REQUIREMENT » Output all the material that follows, exactly as given.

┄┄┄┄┄┄┄┄┄┄

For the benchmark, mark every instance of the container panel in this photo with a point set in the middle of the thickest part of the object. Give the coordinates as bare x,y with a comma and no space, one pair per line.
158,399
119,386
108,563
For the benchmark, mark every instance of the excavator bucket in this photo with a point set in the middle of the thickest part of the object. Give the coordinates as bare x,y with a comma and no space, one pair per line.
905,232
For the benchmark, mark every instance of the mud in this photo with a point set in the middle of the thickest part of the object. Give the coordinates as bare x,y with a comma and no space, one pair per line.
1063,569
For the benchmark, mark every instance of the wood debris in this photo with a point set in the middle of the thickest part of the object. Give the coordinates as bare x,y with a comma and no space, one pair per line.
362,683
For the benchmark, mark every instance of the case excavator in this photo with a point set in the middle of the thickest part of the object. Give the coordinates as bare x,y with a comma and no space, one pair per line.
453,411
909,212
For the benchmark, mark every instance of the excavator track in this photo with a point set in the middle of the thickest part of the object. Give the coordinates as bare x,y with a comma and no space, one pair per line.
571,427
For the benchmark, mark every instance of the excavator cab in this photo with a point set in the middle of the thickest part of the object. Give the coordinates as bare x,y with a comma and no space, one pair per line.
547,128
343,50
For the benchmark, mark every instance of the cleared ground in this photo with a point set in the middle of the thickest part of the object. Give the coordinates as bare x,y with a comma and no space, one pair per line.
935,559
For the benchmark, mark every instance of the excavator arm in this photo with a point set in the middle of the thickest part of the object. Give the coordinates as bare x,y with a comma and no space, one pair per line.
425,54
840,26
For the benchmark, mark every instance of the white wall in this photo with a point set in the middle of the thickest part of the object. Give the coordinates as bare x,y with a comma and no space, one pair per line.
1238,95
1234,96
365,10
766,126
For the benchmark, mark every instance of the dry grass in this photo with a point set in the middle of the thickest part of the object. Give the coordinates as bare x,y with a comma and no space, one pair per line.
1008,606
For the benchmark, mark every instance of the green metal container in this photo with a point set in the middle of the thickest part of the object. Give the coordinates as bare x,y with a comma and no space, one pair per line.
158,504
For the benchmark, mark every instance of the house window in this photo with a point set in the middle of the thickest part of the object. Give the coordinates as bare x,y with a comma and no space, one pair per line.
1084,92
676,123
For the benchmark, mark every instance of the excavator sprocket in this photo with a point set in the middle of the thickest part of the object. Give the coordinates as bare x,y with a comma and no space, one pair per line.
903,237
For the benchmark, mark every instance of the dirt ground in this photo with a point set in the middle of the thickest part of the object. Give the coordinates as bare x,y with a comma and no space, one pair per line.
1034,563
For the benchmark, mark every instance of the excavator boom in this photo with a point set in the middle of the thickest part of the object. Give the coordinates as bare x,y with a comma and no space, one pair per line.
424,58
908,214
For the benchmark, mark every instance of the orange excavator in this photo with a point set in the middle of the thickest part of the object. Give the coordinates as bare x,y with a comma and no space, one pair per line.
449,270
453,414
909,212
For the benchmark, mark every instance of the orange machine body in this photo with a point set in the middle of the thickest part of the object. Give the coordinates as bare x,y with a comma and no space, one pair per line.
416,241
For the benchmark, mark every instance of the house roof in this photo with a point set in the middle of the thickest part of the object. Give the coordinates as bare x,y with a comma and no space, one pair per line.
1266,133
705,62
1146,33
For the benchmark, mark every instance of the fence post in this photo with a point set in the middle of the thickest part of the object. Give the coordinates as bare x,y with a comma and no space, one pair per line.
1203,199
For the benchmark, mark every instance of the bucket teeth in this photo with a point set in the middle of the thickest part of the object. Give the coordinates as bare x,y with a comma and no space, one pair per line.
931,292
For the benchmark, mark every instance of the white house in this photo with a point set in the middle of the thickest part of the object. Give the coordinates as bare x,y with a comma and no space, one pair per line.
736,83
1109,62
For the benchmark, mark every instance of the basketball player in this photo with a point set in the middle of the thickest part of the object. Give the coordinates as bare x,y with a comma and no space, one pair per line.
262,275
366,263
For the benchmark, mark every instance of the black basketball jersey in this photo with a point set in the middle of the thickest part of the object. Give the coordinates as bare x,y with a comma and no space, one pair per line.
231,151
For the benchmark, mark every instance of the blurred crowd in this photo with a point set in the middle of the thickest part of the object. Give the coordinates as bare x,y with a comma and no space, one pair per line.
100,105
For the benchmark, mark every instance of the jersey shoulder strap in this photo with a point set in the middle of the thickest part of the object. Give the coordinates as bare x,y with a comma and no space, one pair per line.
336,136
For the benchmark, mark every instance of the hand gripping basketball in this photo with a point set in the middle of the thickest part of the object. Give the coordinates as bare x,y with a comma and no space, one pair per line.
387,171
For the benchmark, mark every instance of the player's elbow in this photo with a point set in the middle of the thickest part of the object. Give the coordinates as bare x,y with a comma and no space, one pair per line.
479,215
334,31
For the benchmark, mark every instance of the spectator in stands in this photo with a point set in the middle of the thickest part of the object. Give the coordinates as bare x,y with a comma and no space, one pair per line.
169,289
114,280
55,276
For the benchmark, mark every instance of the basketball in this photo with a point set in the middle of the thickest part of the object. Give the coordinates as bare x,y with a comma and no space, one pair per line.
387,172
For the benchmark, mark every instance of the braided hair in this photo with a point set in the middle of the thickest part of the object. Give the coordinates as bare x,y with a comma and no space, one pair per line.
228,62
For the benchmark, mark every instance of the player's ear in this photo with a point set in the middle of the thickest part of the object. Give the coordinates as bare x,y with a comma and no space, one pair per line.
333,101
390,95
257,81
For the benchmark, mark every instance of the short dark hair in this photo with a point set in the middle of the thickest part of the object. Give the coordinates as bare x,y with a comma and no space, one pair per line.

┄┄┄┄┄┄┄┄┄┄

PROBLEM SOLUTION »
For the benchmark, mark every instance of the container panel in this photo with a point set in the middle of the thickest part of the object. Give the coordinates as bare x,y with a comma and no space, one pair per line.
158,399
119,386
108,563
For the benchmark, mark every instance of the excavator bucket in this photo with a point set in the middle of the thickest part of the object. Give the coordinates as bare x,y with a comma and no space, one pair per line.
905,232
For the benchmark, mark every instance of the mud in this photo with a point set in the middle of the thickest part of the object. Give the coordinates as bare x,y with a comma and no space, one pair per line.
1063,569
For the benchmark, mark every instance of the wood debris in this photo with a point set in the middle of the thickest part of the object. Give the coordinates as bare x,y with a comma and no space, one pair per line.
362,683
For the benchmark, mark every instance of the case excavator in this photo with a point set in the middle of the thickest part of the object. Give the coordinates as bare x,y with a comma and no space, one pair per line.
453,411
909,212
For the benchmark, mark every instance of the excavator track in this photo with a point set in the middle of the thickest part of the object. Give the coordinates as bare x,y with a comma and no space, one pair per line.
571,427
For the benchmark, mark every instance of the excavator cab in this photo with a point set in the middle of the thickest part of the object. Give the coordinates as bare x,y with a comma and no space, one pair per line.
547,128
343,50
For the benchmark, mark every instance of the cleared ground in this photo with a point set in the middle of the thickest part of the object. Give the coordinates as bare x,y with a comma and no space, one pair per line.
935,559
For the benchmark, mark every instance of the excavator arm in this photo with a point set in the middle of the thickest part of the object. Give the coordinates as bare x,y with a comma and no space, one pair per line.
425,54
840,26
For the benchmark, mark every instance of the white wall in this photo with a point set in the middle of the thickest part of the object. Give the coordinates as bare x,y with a comma and no space, one pair per line.
1238,95
1234,96
365,10
766,126
For the benchmark, mark every instance of the dry grass in this photo with a point set in the middle of the thickest part of the object. Give the coordinates as bare x,y with a comma and no space, one pair per line.
1008,606
For the benchmark, mark every instance of the green metal container in this photo with a point set in the middle of the thickest part of the object. Give the coordinates as bare x,y with a comma and no space, one pair per line.
158,504
For the benchmark, mark every instance of the house window in this photo with a point set in the middle of the thickest part of the object. Give the coordinates as bare x,y with a comma and no space, one pair per line.
1084,92
676,123
For the benchmark, mark every instance of the excavator sprocket in this photo with a point set in the middle of the thickest part of the object. Give the coordinates as bare x,y with a comma and no space, one pair per line.
903,237
For the benchmark, mark every instance of the dirt ground in this photo with a point set in the middle of the thickest part of the object. Give the coordinates as bare x,y with a comma and no space, one pair per line.
1034,563
For the benchmark, mark every instance of the excavator boom in this photo with a point set in the middle of the thickest part of the object. Give the coordinates as bare x,y with a comma and no space, one pair per line.
424,58
908,214
For the benchmark, mark every instance of the orange excavator in this photo with a point set in the middle of the thickest part of the object. Give the coordinates as bare x,y with a comma and no space, one pair per line.
449,270
453,414
909,212
For the benchmark, mark every instance of the orange machine body in this photo with a point set in the middle of the thickest part of the object. Give the coordinates as bare x,y with a comma and no space, one pair per line.
416,241
For the benchmark, mark every instance of the house roof in this photo with a point set in the middle of the thickest part of the object. Give the coordinates as bare x,y with a comma and no space, one pair per line.
1266,133
705,62
1146,33
For the benchmark, mark every instance of the fence post in this photo with a point set in the middle of the thickest part of the object. Give the coordinates as bare x,y with a comma and no space, one pair per line.
1203,199
For the benchmark, mark every instance of the bucket teeth in this photo with a point set in the middle of the thickest part of the object. Give the coordinates as bare x,y with a comma and no space, one pair per line.
931,292
For the benchmark, mark every instance of the white house in this photo with a point set in the middle of the thickest part of the object. Give the coordinates as bare x,y with a comma and no space, one pair per line.
736,83
1109,62
For the benchmark, mark every instance of the basketball player in this photo with a point set in the middle of the thickest part of the object. Give the coordinates as bare x,y with a comma and no space, one pair per line.
262,275
366,263
For the benchmark, mark every instance of the black basketball jersey in this photo with a point set in the middle of the thickest part of the object. Give the coordinates as bare x,y with a comma and no space, one pair per line.
231,151
For the benchmark, mark every instance of the blurred crowd in this photo with a point set in the middle of the thickest part of the object. Give the coordinates as bare x,y with a comma and no space, one pair per line.
100,105
For the benchmark, mark every instance of the jersey shoulder strap in this photo with a point set in the middle of the thickest part of the object. Give the coordinates as bare x,y with a comma and no space, one pair per line.
336,136
For the benchmark, mark every instance of the hand gripping basketball in this photo with a point set in the middle of the thickest part of the object. Give the coordinates as bare x,y with a comma and no space, one pair per line.
387,171
For the benchmark, mark every instance of the player's elbow in this photo with a point set in the middle of the thickest part of the object. Give the coordinates as bare x,y with a comma and no space, one pair per line.
479,215
334,31
For the benchmark, mark every instance of the spectator in stands in this photo with a point set in the middle of the thickest part of the object. Give the coordinates as bare x,y with a comma and no space, one pair per line.
169,289
114,280
55,276
For the benchmark, mark every instance of the basketball in this photo with a point set in the middle of the thickest part of the object. Give the coordinates as bare x,y with a comma and no space, one pair per line.
387,172
For the benchmark, mark every instance of the braided hair in this photo with a point set in the middle of the thickest part of the object. Give the coordinates as bare x,y with a comma and no space, one pair per line.
228,62
For the benchmark, mark every instance of the player's ear in this photo with a point set in the middle of the thickest part of the object. Give the coordinates as bare x,y with a comma and no space, one pair per line.
333,101
390,95
257,81
For the benchmark, mark every instance of the short dark hair in this photo with a point set in the middle of the thickest part of the object. Give the coordinates as bare x,y with a comma and no space, one pair per line.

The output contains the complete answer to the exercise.